Work item =
Below are the records; retype each one exactly.

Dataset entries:
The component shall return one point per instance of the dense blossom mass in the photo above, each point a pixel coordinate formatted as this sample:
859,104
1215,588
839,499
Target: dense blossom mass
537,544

Task solution =
The component shall return one point per instance of the dense blossom mass in the photo above, each point a pixel coordinate formatted as this sample:
859,104
1215,588
839,499
Target: dense blossom mass
537,544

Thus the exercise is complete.